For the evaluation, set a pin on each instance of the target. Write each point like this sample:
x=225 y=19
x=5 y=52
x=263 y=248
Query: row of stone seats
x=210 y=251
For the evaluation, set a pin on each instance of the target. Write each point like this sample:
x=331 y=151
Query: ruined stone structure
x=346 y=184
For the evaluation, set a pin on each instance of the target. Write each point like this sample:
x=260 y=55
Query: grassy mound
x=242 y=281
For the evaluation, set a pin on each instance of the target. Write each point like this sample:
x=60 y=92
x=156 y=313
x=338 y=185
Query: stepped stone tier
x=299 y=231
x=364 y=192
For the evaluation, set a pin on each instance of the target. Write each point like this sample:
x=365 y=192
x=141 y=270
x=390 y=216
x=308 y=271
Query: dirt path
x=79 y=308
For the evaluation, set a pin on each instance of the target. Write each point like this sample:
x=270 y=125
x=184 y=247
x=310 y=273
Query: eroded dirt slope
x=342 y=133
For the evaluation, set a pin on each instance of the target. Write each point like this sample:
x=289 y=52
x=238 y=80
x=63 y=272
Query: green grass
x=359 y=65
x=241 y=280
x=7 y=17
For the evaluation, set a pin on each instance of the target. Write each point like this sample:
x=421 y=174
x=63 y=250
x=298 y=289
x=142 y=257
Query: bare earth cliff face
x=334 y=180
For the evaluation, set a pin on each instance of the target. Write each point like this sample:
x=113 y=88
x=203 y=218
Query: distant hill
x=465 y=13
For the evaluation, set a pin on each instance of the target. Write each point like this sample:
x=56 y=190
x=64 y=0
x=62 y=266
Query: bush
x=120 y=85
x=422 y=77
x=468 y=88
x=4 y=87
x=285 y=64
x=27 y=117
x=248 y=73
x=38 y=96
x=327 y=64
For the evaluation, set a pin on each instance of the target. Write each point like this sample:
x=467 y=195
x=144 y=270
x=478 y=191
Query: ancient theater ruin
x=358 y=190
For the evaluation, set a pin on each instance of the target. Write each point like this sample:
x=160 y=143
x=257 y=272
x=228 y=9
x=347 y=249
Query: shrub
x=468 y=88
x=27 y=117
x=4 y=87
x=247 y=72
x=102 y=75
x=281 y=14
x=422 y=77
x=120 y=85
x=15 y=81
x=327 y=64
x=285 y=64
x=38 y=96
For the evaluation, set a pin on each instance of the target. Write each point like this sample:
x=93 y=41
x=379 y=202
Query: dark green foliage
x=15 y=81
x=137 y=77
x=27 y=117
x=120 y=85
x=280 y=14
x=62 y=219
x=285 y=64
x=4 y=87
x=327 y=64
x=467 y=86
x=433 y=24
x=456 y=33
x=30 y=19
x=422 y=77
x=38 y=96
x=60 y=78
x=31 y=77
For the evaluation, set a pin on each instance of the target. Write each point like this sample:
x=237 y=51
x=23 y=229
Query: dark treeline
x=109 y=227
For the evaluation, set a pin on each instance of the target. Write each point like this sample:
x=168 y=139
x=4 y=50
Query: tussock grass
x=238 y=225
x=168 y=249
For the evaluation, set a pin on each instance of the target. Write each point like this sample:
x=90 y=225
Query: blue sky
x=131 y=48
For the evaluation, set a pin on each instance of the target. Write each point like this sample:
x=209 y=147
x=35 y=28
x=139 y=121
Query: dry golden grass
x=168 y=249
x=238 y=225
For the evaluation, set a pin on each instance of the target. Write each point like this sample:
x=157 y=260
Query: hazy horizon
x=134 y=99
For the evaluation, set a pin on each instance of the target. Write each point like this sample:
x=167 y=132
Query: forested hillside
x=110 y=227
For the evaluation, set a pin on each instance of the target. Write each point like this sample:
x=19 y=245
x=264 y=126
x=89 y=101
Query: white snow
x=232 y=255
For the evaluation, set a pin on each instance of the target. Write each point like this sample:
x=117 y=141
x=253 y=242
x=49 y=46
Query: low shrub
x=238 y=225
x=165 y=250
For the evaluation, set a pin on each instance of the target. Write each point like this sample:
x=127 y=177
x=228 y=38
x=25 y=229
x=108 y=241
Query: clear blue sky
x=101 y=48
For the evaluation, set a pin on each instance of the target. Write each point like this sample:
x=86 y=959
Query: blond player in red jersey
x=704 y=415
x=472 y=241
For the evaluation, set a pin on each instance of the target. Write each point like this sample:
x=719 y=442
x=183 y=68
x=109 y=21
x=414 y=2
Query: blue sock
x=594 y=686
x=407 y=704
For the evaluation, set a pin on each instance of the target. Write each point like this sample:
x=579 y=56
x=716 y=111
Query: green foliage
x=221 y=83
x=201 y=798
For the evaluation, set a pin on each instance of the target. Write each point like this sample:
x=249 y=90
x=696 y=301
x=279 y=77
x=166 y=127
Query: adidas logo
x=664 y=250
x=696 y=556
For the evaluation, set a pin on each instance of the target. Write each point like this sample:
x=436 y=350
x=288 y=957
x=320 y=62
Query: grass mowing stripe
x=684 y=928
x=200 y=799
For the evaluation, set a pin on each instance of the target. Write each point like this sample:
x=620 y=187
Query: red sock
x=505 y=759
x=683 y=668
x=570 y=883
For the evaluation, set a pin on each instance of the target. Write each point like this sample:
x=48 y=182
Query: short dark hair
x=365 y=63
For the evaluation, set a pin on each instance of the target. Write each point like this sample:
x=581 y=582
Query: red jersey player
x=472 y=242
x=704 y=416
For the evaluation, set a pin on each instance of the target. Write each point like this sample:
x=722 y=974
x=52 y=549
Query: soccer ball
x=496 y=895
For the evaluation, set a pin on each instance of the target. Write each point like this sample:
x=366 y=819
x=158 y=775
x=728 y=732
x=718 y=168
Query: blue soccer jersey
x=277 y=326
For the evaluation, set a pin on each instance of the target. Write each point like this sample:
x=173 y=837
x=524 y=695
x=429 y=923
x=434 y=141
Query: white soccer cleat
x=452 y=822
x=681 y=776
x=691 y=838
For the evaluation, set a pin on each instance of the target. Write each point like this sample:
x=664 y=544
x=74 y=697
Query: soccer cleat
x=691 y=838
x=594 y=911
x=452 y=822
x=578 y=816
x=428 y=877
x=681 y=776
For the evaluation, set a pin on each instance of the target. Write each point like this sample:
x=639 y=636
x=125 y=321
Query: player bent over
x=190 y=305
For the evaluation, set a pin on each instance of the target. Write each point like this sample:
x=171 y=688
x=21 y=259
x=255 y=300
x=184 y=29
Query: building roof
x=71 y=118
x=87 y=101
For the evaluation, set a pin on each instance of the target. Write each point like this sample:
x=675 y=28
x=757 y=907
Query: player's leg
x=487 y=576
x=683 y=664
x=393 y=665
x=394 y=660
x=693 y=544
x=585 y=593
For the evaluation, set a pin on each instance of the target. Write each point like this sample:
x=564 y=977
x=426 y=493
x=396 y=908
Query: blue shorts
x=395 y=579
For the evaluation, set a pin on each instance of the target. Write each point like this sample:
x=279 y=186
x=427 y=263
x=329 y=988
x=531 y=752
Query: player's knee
+ + + +
_TASK DETAILS_. Return all of the rows above word for word, with nothing changed, added, or left out.

_EXPECTED ANSWER_.
For the evaluation, set a pin on each instance of the target. Write each point like this sample:
x=225 y=19
x=5 y=52
x=263 y=248
Query: row of stone seats
x=210 y=251
For the evaluation, set a pin on each instance of the target. Write each point like this sample:
x=331 y=151
Query: ruined stone structure
x=346 y=184
For the evaluation, set a pin on each instance of the target. Write each point like this sample:
x=260 y=55
Query: grassy mound
x=242 y=281
For the evaluation, set a pin on each instance of the target. Write each point like this sample:
x=60 y=92
x=156 y=313
x=338 y=185
Query: stepped stone tier
x=299 y=231
x=364 y=192
For the evaluation, set a pin on each instance of the target. Write each point like this sample:
x=365 y=192
x=141 y=270
x=390 y=216
x=308 y=271
Query: dirt path
x=79 y=308
For the evaluation, set a pin on each instance of the target. Write each point like this sample:
x=270 y=125
x=184 y=247
x=310 y=273
Query: eroded dirt slope
x=342 y=133
For the evaluation, set a pin on each instance of the target. Write each point like this sample:
x=289 y=52
x=238 y=80
x=63 y=272
Query: green grass
x=359 y=65
x=241 y=280
x=7 y=17
For the evaluation, set a pin on each instance of the target. Write each point like this sample:
x=421 y=174
x=63 y=250
x=298 y=289
x=142 y=257
Query: bare earth cliff face
x=334 y=180
For the evaluation, set a pin on each instance of the target. Write each point like this sample:
x=113 y=88
x=203 y=218
Query: distant hill
x=465 y=13
For the evaluation, set a pin on each instance of the target. Write each point like this sample:
x=56 y=190
x=64 y=0
x=62 y=266
Query: bush
x=120 y=85
x=422 y=77
x=468 y=88
x=4 y=87
x=285 y=64
x=27 y=117
x=248 y=73
x=38 y=96
x=327 y=64
For the evaluation, set a pin on each instance of the target. Write each point like this sample:
x=467 y=195
x=144 y=270
x=478 y=191
Query: ancient theater ruin
x=358 y=190
For the evaluation, set a pin on each instance of the target. Write each point like this sample:
x=160 y=143
x=257 y=272
x=228 y=9
x=347 y=249
Query: shrub
x=468 y=88
x=27 y=117
x=4 y=87
x=247 y=72
x=102 y=75
x=281 y=14
x=422 y=77
x=120 y=85
x=15 y=81
x=327 y=64
x=285 y=64
x=38 y=96
For the evaluation, set a pin on each instance of the target. Write each point like this sample:
x=93 y=41
x=379 y=202
Query: dark green foliage
x=15 y=81
x=137 y=77
x=27 y=117
x=120 y=85
x=280 y=14
x=62 y=219
x=285 y=64
x=4 y=87
x=327 y=64
x=467 y=86
x=433 y=24
x=456 y=33
x=30 y=19
x=422 y=77
x=38 y=96
x=60 y=78
x=31 y=77
For the evaluation, set a pin on each instance of the target. Write each point like this sample:
x=237 y=51
x=23 y=229
Query: dark treeline
x=109 y=227
For the evaluation, set a pin on each instance of the target. Write each point like this sample:
x=168 y=139
x=4 y=50
Query: tussock grass
x=238 y=225
x=168 y=249
For the evaluation, set a pin on each instance of the target. Write each point like this sample:
x=90 y=225
Query: blue sky
x=131 y=48
For the evaluation, set a pin on each instance of the target. Write each point like this sample:
x=209 y=147
x=35 y=28
x=139 y=121
Query: dry golden grass
x=168 y=249
x=238 y=225
For the evaluation, set a pin on each instance of the target. Write each point like this sample:
x=157 y=260
Query: hazy horizon
x=134 y=99
For the evaluation, set a pin on each instance of the target. Write each point like this sample:
x=167 y=132
Query: forested hillside
x=110 y=227
For the evaluation, set a pin on each instance of the target. Write each point like this sample:
x=19 y=245
x=264 y=126
x=89 y=101
Query: white snow
x=232 y=255
For the evaluation, set a pin on each instance of the target. Write each point like this sample:
x=117 y=141
x=253 y=242
x=49 y=46
Query: low shrub
x=238 y=225
x=165 y=250
For the evaluation, set a pin on each instance of the target. Write each point like this sample:
x=127 y=177
x=228 y=38
x=25 y=229
x=108 y=241
Query: clear blue sky
x=101 y=48
For the evaluation, set a pin on each instance of the target. Write each point like this sample:
x=86 y=959
Query: blond player in red jersey
x=704 y=415
x=472 y=241
For the evaluation, set a pin on each instance of the target. Write each point like this sample:
x=719 y=442
x=183 y=68
x=109 y=21
x=414 y=2
Query: blue sock
x=594 y=686
x=407 y=704
For the evaluation, set a pin on each instance of the target. Write each point like this sample:
x=579 y=56
x=716 y=111
Query: green foliage
x=221 y=83
x=201 y=798
For the evaluation, set a pin on each instance of the target. Write each point like this sample:
x=249 y=90
x=696 y=301
x=279 y=77
x=166 y=127
Query: adidas logo
x=664 y=250
x=696 y=556
For the evaluation, set a pin on each instance of the target. Write each point like this sample:
x=436 y=350
x=288 y=957
x=320 y=62
Query: grass mowing stripe
x=684 y=928
x=200 y=799
For the evaluation, set a pin on each instance of the target. Write each point like this sample:
x=620 y=187
Query: red sock
x=505 y=759
x=683 y=668
x=570 y=883
For the evaluation, set a pin on each instance of the target. Write each point like this sample:
x=48 y=182
Query: short dark hair
x=365 y=63
For the evaluation, set a pin on each instance of the target. Write each point like this sample:
x=581 y=582
Query: red jersey player
x=472 y=242
x=704 y=416
For the evaluation, set a pin on each instance of the target. Write each point like this sample:
x=722 y=974
x=52 y=549
Query: soccer ball
x=496 y=895
For the evaluation, set a pin on each instance of the target. Write each point like this sample:
x=366 y=819
x=158 y=775
x=728 y=732
x=718 y=168
Query: blue soccer jersey
x=277 y=326
For the evaluation, set a pin on each instance of the target. Write each point like this sample:
x=173 y=837
x=524 y=695
x=429 y=923
x=434 y=141
Query: white soccer cleat
x=452 y=822
x=681 y=776
x=691 y=838
For the evaluation, set a pin on each instance of the target. Write each point like this sample:
x=664 y=544
x=74 y=697
Query: soccer cleat
x=691 y=838
x=594 y=911
x=452 y=822
x=578 y=816
x=428 y=877
x=681 y=776
For the evaluation, set a pin on each instance of the target. Write each point like this sample:
x=639 y=636
x=125 y=321
Query: player bent over
x=190 y=305
For the evaluation, set a pin on each instance of the target. Write each point like this sample:
x=171 y=688
x=21 y=259
x=255 y=300
x=184 y=29
Query: building roof
x=71 y=118
x=87 y=101
For the evaluation, set a pin on each instance of the target. Write each point like this sample:
x=675 y=28
x=757 y=907
Query: player's leg
x=487 y=576
x=683 y=664
x=393 y=665
x=394 y=660
x=693 y=544
x=585 y=593
For the evaluation, set a pin on each instance of the target. Write each point like this sample:
x=564 y=977
x=426 y=493
x=396 y=908
Query: blue shorts
x=395 y=579
For the evaluation, set a pin on each instance of the target. Write each point like this sample:
x=279 y=186
x=427 y=263
x=329 y=988
x=531 y=752
Query: player's knee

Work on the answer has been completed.